### About this exercise
State the number of lines in the records that contain "wheel", with no other words.

----- Given data -----

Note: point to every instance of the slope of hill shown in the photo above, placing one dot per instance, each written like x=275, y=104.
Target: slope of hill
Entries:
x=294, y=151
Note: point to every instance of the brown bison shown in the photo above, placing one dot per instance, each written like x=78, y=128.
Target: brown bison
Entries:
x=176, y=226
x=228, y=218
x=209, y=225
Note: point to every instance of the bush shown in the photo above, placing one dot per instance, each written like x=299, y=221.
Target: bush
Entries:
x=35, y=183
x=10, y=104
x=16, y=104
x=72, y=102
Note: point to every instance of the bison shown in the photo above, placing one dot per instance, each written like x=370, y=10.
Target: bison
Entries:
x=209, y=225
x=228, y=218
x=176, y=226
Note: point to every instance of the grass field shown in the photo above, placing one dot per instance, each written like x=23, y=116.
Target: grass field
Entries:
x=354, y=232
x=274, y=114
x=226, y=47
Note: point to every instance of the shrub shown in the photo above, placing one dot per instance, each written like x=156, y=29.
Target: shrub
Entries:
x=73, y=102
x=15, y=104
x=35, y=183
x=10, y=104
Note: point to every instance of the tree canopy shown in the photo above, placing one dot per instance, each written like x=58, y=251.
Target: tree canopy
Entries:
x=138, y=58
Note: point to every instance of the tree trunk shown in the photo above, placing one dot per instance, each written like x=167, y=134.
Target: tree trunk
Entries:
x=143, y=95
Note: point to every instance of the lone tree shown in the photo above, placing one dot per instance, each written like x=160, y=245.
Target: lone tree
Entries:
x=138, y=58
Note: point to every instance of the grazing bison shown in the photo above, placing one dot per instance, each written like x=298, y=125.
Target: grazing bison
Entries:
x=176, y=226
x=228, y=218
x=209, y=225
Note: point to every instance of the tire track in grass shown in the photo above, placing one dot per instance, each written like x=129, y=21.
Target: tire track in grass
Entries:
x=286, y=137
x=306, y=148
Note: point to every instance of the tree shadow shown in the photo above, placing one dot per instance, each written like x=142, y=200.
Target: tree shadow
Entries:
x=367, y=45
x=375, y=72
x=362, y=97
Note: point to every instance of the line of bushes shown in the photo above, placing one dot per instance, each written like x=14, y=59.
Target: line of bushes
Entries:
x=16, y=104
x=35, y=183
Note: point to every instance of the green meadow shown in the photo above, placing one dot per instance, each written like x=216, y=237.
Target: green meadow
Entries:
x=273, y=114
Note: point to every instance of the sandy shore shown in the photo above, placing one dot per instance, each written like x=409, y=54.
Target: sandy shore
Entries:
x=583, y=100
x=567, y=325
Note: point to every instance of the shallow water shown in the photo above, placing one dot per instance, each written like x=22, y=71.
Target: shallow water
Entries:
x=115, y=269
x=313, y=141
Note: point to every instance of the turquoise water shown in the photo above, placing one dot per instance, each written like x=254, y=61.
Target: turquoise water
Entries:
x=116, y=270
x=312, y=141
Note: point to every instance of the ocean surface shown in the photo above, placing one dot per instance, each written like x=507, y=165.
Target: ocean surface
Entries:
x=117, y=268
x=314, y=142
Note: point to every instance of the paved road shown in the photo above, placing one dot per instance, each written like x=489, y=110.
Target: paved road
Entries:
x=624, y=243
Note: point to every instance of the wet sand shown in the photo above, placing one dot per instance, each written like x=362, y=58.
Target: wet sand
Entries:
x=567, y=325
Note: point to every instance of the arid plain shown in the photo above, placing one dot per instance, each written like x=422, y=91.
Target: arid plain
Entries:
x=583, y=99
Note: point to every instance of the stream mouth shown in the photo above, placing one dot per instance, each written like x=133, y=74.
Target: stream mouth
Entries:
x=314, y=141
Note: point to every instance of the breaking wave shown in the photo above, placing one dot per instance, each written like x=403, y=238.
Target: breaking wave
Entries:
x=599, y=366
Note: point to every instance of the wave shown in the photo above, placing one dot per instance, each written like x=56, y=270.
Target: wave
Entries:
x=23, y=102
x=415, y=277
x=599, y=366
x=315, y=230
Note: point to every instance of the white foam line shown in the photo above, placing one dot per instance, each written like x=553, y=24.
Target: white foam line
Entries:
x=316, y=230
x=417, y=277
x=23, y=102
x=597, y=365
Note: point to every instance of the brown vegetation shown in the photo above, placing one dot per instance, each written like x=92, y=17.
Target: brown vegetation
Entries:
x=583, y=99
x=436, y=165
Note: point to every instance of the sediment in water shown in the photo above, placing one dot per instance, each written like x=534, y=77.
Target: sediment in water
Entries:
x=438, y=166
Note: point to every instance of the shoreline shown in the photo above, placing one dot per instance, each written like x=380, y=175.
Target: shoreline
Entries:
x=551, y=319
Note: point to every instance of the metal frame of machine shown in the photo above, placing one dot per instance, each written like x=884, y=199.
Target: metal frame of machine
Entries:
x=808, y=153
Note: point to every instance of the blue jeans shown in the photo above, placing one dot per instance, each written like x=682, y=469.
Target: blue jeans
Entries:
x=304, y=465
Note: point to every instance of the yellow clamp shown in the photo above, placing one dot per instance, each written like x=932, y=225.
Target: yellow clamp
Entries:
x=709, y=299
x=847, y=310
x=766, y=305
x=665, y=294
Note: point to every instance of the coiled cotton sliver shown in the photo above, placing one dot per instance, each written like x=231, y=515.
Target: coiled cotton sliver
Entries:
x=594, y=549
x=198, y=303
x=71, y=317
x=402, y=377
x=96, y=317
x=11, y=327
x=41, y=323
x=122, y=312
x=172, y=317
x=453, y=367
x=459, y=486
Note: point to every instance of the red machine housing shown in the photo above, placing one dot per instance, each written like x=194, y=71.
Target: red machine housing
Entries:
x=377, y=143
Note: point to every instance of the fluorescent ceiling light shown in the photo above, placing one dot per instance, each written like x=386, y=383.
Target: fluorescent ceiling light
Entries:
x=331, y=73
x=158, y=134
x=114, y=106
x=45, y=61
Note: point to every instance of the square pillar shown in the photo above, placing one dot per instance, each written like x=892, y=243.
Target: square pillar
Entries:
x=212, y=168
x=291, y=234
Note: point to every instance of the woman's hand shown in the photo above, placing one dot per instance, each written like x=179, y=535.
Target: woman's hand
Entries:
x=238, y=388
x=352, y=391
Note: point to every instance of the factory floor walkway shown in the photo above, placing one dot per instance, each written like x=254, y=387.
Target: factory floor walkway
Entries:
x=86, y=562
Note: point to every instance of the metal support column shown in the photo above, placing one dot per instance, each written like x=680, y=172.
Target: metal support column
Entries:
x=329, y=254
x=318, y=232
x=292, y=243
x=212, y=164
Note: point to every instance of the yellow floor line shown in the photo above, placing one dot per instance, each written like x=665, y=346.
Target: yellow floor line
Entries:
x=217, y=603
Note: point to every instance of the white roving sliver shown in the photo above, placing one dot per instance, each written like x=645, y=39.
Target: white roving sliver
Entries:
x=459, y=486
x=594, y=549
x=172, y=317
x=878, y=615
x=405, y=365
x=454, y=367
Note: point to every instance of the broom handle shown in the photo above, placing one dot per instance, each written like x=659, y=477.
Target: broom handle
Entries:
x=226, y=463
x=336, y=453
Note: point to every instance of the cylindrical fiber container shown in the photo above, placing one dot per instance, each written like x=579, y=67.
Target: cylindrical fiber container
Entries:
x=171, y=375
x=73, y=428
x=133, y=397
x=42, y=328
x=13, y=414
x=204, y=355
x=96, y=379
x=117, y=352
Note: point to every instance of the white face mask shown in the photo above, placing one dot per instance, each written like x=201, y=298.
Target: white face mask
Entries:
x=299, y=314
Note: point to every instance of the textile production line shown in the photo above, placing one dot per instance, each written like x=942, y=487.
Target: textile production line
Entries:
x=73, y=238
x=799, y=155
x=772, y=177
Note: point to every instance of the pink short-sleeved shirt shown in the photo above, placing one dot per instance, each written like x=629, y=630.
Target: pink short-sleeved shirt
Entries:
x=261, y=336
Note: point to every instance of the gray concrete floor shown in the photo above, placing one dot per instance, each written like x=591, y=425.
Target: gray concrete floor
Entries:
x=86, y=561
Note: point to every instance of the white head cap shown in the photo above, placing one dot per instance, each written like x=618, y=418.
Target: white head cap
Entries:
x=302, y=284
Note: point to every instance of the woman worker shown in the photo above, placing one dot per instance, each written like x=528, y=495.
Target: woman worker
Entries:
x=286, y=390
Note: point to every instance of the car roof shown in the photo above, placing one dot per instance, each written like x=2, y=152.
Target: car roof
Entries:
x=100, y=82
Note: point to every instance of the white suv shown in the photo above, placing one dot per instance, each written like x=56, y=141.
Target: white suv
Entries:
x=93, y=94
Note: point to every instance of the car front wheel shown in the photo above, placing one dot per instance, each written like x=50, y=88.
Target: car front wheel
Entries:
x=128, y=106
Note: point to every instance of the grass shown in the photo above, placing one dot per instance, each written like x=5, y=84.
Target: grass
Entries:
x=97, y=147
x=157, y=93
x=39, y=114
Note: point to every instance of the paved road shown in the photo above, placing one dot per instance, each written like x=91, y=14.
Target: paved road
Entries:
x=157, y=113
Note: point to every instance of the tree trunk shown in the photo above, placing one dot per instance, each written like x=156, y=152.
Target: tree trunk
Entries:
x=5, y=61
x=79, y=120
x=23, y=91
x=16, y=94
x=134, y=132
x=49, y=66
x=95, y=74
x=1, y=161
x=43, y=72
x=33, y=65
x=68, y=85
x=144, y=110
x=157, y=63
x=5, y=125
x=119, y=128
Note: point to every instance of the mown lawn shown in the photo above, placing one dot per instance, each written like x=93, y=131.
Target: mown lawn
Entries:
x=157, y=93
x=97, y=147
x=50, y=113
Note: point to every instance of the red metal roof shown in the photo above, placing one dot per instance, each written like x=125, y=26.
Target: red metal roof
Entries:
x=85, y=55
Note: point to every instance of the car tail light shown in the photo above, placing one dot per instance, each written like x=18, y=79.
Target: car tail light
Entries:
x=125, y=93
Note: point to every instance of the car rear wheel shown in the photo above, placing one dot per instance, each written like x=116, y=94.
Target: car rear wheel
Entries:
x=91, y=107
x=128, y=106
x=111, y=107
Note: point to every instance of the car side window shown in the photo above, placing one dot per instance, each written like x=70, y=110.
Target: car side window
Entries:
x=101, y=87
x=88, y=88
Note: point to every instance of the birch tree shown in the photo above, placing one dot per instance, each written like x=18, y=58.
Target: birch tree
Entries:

-----

### Written reply
4